Set task: Write out, word for word, the lines of the listing below that begin at the line containing "Tight-box every instance of black" and end after the line containing "[38,31,70,56]".

**** Records to process ****

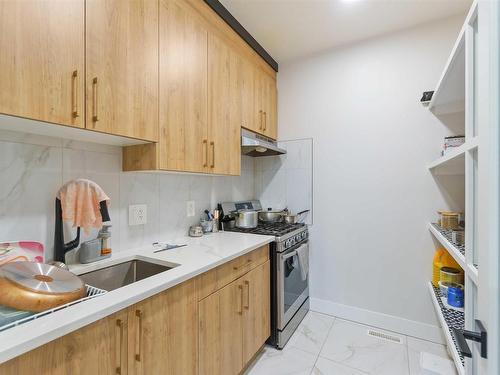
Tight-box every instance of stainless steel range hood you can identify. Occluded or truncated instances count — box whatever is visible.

****
**** Records to process ****

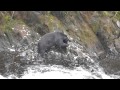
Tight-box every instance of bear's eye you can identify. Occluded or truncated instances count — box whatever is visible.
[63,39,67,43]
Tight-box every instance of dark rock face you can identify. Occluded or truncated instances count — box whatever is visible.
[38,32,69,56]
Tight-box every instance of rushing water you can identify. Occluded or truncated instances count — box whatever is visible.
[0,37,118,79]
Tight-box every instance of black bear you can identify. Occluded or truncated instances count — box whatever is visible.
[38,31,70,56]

****

Problem solution:
Tight-box every instance of black bear you can identify. Occluded or truncated instances count — box whatever is visible.
[38,31,70,56]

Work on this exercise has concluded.